● **BRANO PROPOSTO**:

++++++

La risposta del regime, che sperava di far lavorare i ceti borghesi ai suoi ordini, fu data nel maggio 1918 con una serie di nazionalizzazioni che portò in un breve volgere di tempo tutte le imprese industriali e bancarie di una certa importanza a divenire proprietà dello Stato. Ora, però, era lo Stato a doversi creare un proprio apparato burocratico e le forze a disposizione non erano molte. Nel frattempo prendeva corpo l'opposizione al regime, anche a livello internazionale. Era l'inizio della guerra civile. Fin dal dicembre 1917, ad opera dei generali "bianchi" Alekseev, Kornilov e Denikin, aveva avuto inizio la formazione nel territorio del Don di truppe controrivoluzionarie.

RESISTENZA ANTISOVIETICA  - Un altro importante centro della resistenza anti sovietica si sviluppò in Siberia, dove legioni cecoslovacche, formate di prigionieri e disertori dell'Impero absburgico, in attesa di essere impiegate dagli alleati sul fronte occidentale, nel maggio 1918 rifiutarono la richiesta sovietica di disarmare e, attraversati gli Urali, marciarono verso l'Occidente. Con l'appoggio dei cecoslovacchi, i generali monarchici "bianchi" assunsero il controllo di quasi tutta la Siberia, sotto la guida del generale Kolcak. Intanto nell'estate 1918 truppe alleate erano sbarcate a Murmansk, Vladivostok, Archangelsk. All'intervento alleato parteciparono truppe inglesi, statunitensi, italiane e giapponesi. Ad Archangelsk, sotto protezione alleata, venne formato un governo antibolscevico della Russia settentrionale. Nel frattempo, anche a Mosca, per mano dei socialrivoluzionari di destra, scoppiarono attentati e ribellioni, ferocemente repressi. Una socialrivoluzionaria, Dora Kaplan, il 30 agosto 1918, attentò alla vita di Lenin, che venne ferito.

++++++

● **PROBLEMA A**: Elenca le nazionalità delle truppe che, secondo il brano sulla guerra civile russa, presero parte all'intervento alleato.
Il brano e l'elenco sono materiali distinti e indipendenti.

Record di coordinate annotati

++++++

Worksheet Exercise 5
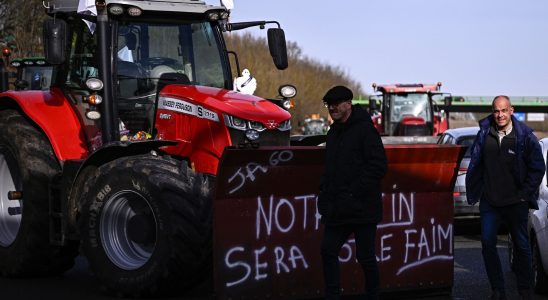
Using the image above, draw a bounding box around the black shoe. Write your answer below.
[489,290,506,300]
[519,289,533,300]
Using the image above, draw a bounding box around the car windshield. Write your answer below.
[388,93,432,123]
[116,21,225,98]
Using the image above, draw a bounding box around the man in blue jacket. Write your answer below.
[318,86,387,300]
[466,95,545,299]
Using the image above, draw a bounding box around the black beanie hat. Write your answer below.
[323,85,354,103]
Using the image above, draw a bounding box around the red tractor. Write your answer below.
[0,0,295,296]
[369,82,450,136]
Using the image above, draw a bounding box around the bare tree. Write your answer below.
[0,0,47,57]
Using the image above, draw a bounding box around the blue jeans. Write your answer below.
[321,224,380,300]
[479,200,532,291]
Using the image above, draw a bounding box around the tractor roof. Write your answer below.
[46,0,226,14]
[10,57,50,68]
[373,82,441,93]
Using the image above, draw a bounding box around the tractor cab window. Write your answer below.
[65,22,99,90]
[20,65,53,90]
[389,93,432,123]
[114,21,226,140]
[116,22,226,95]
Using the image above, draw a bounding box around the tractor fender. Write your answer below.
[0,88,88,161]
[78,140,178,173]
[63,140,178,236]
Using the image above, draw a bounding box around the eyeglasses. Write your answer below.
[323,100,348,108]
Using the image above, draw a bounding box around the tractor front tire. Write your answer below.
[80,152,212,297]
[0,110,77,277]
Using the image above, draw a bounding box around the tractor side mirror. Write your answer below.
[43,19,68,65]
[443,96,453,106]
[267,28,288,70]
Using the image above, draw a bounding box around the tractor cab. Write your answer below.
[369,83,448,136]
[45,0,287,154]
[10,57,53,91]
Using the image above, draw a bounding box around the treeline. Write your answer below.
[225,32,365,129]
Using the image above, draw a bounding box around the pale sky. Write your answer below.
[213,0,548,96]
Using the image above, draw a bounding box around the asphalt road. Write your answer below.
[0,224,548,300]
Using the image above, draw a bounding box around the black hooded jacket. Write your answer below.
[318,105,387,225]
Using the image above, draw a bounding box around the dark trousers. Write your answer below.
[321,224,380,300]
[479,200,532,291]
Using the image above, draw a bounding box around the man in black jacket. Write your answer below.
[318,86,387,299]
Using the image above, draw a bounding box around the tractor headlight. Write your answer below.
[282,99,295,110]
[232,117,246,129]
[278,120,291,131]
[207,11,219,22]
[108,4,124,16]
[249,121,265,131]
[86,78,103,91]
[245,129,259,141]
[224,115,247,130]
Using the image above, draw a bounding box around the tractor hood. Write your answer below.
[160,84,291,126]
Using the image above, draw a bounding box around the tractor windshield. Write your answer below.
[388,93,432,123]
[115,21,226,99]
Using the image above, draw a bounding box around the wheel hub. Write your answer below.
[0,149,23,247]
[99,190,157,270]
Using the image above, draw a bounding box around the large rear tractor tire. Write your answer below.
[0,110,77,277]
[80,152,212,297]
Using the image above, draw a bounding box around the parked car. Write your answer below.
[508,138,548,294]
[438,127,479,219]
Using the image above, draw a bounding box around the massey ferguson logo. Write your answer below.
[266,120,280,129]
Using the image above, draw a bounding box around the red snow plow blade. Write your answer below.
[213,145,463,299]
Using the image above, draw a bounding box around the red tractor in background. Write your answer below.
[0,0,295,297]
[369,82,450,136]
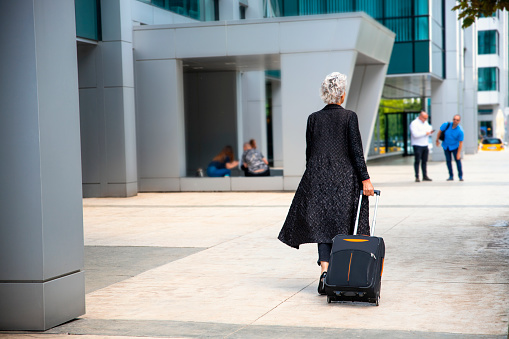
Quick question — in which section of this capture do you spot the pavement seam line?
[225,280,316,338]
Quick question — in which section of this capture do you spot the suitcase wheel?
[369,293,380,306]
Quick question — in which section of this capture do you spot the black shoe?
[318,271,327,295]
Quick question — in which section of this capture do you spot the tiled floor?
[0,152,509,339]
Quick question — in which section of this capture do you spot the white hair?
[320,72,346,104]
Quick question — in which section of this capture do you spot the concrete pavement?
[0,151,509,339]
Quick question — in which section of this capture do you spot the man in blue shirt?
[436,114,464,181]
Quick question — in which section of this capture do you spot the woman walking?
[278,72,374,294]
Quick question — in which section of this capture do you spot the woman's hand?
[362,179,375,196]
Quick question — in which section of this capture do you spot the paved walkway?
[0,151,509,339]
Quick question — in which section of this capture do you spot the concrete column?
[136,59,186,191]
[281,51,357,190]
[96,0,138,197]
[272,80,284,167]
[241,71,267,157]
[461,25,478,154]
[0,0,85,330]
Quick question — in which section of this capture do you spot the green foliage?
[452,0,509,28]
[378,98,422,140]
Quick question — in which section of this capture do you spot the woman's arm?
[362,179,375,195]
[347,112,369,181]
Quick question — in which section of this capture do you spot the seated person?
[207,146,239,177]
[242,139,270,177]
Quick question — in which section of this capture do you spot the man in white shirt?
[410,111,434,182]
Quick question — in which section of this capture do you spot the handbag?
[438,122,451,141]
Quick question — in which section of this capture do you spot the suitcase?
[324,190,385,306]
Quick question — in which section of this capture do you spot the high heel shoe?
[318,271,327,295]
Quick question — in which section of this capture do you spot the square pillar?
[136,59,186,191]
[0,0,85,330]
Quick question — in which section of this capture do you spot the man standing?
[436,114,464,181]
[410,111,434,182]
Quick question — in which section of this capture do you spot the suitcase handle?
[353,190,380,236]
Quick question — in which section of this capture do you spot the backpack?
[438,122,451,141]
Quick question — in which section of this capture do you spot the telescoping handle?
[353,190,380,236]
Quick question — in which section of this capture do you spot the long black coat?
[278,105,369,248]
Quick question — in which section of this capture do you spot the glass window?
[355,0,383,19]
[385,18,413,42]
[74,0,101,40]
[387,42,414,74]
[433,0,444,26]
[414,41,430,73]
[414,0,429,15]
[326,0,355,13]
[138,0,218,21]
[415,16,429,40]
[477,109,493,114]
[477,30,498,54]
[477,67,498,91]
[384,0,412,18]
[431,43,445,78]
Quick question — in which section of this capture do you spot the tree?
[452,0,509,28]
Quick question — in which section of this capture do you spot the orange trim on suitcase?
[347,252,353,281]
[343,239,369,242]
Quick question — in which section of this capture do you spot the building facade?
[477,11,509,140]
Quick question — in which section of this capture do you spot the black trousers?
[316,243,332,266]
[412,146,429,178]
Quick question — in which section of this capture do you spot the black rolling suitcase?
[324,190,385,306]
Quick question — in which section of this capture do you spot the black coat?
[278,105,369,248]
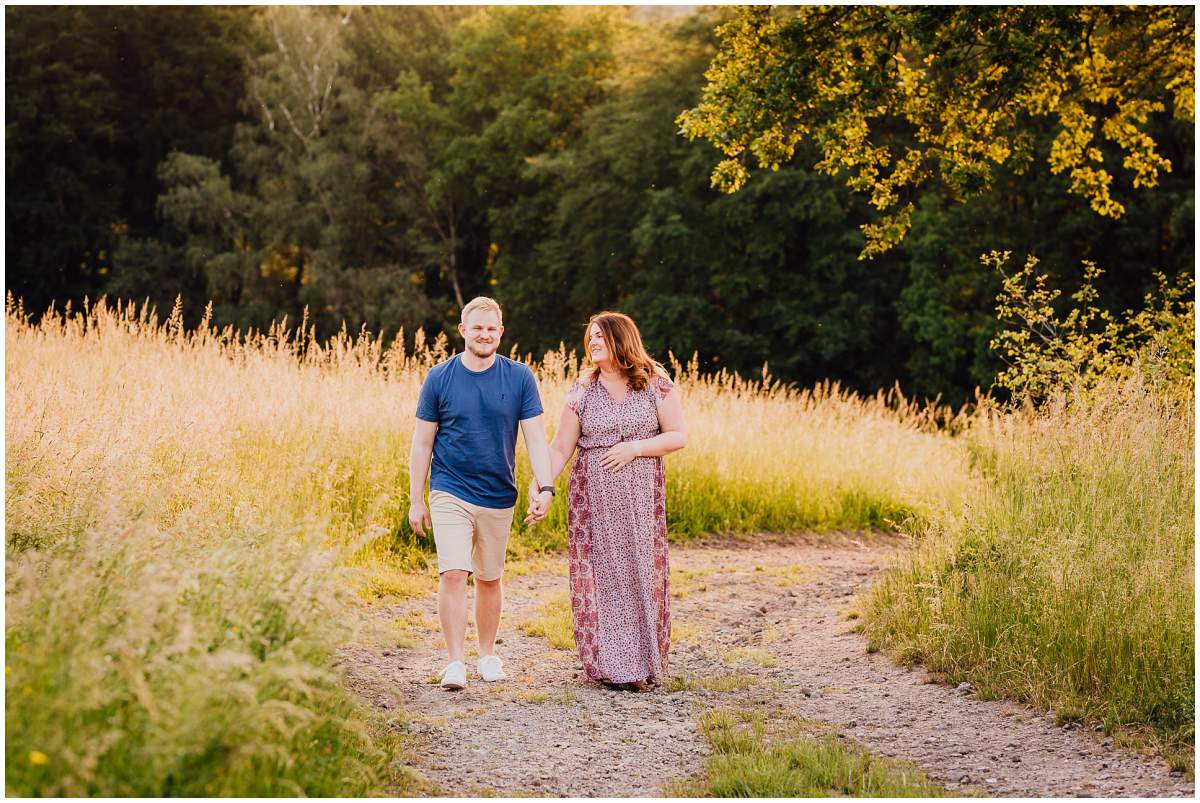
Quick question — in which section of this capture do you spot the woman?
[525,312,688,690]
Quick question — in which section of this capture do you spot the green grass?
[673,709,943,797]
[864,384,1195,768]
[517,594,575,649]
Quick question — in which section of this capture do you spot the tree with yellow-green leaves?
[678,6,1195,258]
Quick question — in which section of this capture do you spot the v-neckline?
[596,377,630,407]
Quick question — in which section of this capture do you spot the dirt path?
[342,537,1194,797]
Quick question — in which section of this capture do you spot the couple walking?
[408,298,688,690]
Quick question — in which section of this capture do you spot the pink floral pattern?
[566,376,672,683]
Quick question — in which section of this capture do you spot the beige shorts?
[430,491,514,580]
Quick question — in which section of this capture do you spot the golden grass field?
[5,297,1194,796]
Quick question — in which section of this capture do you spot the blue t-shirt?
[416,354,541,508]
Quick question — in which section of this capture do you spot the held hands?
[600,441,642,472]
[408,499,433,537]
[526,484,554,525]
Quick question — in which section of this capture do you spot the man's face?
[458,310,504,358]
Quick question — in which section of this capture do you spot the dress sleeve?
[650,373,674,401]
[416,371,440,424]
[566,379,584,419]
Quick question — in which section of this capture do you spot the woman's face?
[588,323,612,366]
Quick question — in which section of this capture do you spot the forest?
[5,6,1194,403]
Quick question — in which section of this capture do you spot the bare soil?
[341,535,1194,797]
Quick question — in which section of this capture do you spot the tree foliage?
[679,6,1195,258]
[982,251,1195,401]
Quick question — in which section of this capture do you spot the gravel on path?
[340,534,1195,797]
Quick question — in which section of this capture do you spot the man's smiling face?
[458,310,504,359]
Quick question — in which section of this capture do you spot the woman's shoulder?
[647,366,674,400]
[566,376,594,413]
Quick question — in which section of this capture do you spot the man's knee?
[442,569,469,589]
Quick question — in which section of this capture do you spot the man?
[408,296,554,689]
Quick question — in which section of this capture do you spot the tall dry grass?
[5,297,971,796]
[866,379,1195,767]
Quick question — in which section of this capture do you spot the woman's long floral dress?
[566,376,672,683]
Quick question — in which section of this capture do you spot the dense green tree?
[5,6,254,310]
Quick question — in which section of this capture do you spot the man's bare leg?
[438,569,465,661]
[475,577,504,658]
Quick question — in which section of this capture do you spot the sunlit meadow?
[866,377,1195,771]
[6,297,967,796]
[5,297,1194,796]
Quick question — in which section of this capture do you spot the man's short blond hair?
[461,295,504,326]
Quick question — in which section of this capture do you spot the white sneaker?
[479,655,509,683]
[442,661,467,689]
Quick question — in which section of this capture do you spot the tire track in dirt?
[341,535,1194,797]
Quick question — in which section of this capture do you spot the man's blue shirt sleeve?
[521,365,541,421]
[416,371,438,424]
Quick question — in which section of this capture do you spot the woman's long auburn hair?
[580,311,667,390]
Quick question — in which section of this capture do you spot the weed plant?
[865,378,1195,768]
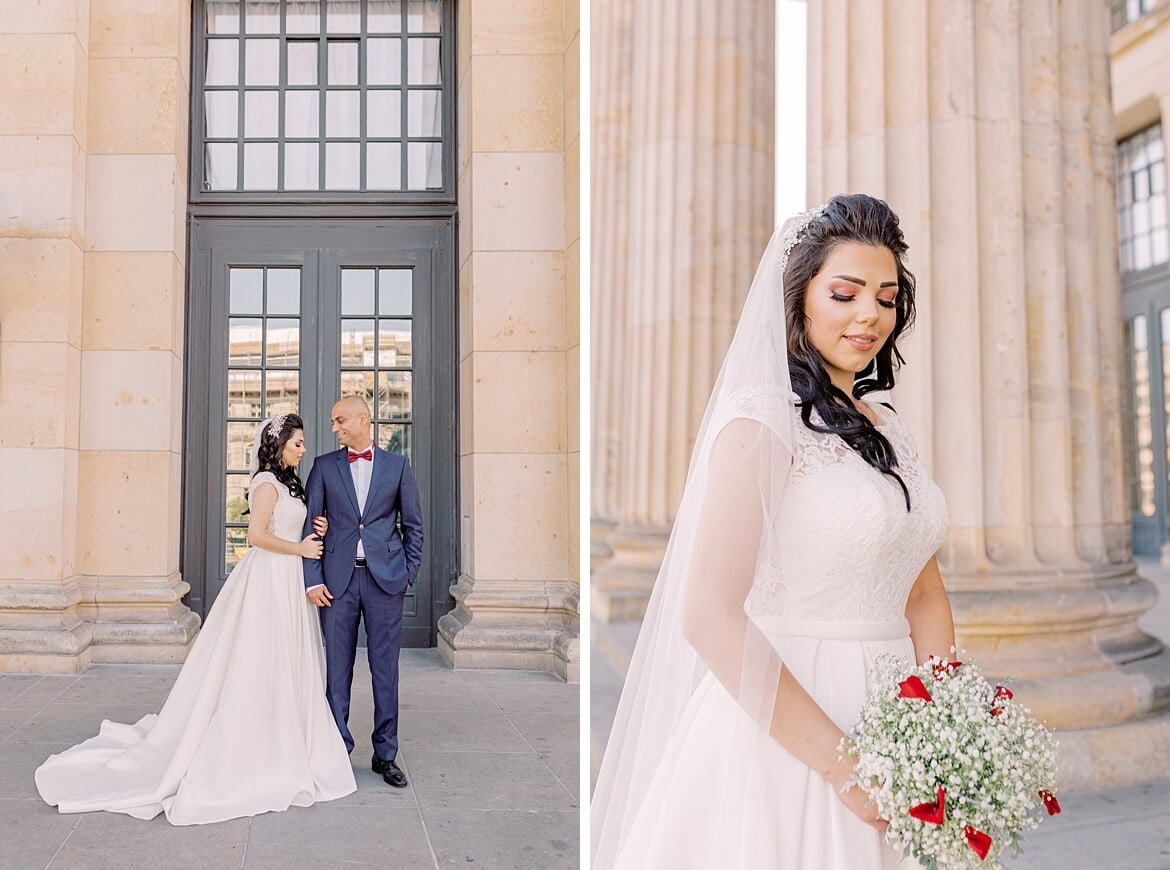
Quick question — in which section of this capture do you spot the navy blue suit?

++++++

● **PROBLEMA B**: Riscrivi la parte dell'elenco che va dall'inizio fino alla riga contenente "[116,21,225,98]", estremi inclusi, sostituendo "bounding box" con "box" e lasciando invariato tutto il resto. Ometti le immagini.

● **RISPOSTA COMPLETA A**:
- Inglesi
- Statunitensi
- Italiane
- Giapponesi

● **RISPOSTA COMPLETA B**:
Worksheet Exercise 5
Using the image above, draw a box around the black shoe. Write your answer below.
[489,290,506,300]
[519,289,533,300]
Using the image above, draw a box around the car windshield. Write your answer below.
[388,93,432,123]
[116,21,225,98]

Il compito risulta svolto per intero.